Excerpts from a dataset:
------------------------------
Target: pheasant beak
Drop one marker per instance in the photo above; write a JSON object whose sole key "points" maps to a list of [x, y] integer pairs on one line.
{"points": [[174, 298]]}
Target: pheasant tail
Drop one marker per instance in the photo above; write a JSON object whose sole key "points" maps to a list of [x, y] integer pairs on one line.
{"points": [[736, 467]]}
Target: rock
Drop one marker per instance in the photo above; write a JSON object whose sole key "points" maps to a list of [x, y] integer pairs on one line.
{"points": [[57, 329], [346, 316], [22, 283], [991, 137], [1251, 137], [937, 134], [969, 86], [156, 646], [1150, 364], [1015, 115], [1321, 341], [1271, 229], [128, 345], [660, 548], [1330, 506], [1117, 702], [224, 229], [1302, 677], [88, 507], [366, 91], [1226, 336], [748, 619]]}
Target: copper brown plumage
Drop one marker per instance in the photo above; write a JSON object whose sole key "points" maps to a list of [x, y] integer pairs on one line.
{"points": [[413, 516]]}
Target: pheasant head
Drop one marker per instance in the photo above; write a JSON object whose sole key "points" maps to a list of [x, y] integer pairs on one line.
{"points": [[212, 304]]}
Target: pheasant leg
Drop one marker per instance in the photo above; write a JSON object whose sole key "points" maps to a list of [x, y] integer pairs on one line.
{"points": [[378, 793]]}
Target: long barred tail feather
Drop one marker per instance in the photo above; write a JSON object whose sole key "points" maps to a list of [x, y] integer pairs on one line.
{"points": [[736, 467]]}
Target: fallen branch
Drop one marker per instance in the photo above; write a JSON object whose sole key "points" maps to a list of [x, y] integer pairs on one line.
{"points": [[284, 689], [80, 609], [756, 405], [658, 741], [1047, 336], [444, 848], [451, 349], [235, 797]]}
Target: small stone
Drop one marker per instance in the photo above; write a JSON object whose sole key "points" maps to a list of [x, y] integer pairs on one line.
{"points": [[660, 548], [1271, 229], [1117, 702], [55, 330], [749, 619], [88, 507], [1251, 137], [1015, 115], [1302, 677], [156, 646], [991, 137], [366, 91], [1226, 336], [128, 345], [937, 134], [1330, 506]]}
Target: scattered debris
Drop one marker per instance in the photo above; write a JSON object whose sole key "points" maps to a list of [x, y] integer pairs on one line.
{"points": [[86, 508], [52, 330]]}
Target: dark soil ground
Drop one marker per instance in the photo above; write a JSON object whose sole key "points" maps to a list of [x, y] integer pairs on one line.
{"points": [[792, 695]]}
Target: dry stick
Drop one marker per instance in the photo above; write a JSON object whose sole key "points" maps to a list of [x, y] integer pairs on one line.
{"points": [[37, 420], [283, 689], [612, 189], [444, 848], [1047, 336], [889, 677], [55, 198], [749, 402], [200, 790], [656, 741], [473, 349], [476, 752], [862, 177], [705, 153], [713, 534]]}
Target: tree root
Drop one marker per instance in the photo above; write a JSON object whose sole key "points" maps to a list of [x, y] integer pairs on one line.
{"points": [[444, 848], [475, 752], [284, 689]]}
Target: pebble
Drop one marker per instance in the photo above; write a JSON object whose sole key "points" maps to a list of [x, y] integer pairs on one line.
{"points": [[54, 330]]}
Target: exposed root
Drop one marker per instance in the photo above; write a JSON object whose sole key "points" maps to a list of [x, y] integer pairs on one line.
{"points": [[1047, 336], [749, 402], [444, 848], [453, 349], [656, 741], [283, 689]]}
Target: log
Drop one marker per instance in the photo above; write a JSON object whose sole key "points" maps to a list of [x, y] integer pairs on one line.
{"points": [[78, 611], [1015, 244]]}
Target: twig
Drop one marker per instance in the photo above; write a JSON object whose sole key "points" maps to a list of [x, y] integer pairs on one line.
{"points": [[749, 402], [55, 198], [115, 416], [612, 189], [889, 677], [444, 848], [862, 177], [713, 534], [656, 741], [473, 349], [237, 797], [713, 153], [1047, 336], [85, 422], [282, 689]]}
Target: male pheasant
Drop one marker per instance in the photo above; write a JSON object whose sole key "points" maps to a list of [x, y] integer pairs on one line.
------------------------------
What the task asks:
Only certain lines are wanted. Please return exactly those from the top of the data through the line with "Target: pheasant tail".

Task solution:
Target: pheasant beak
Drop one marker per instance in the photo above; write a JSON object whose sole key "points" maps to a list of [x, y] integer pairs on one line.
{"points": [[174, 298]]}
Target: pheasant tail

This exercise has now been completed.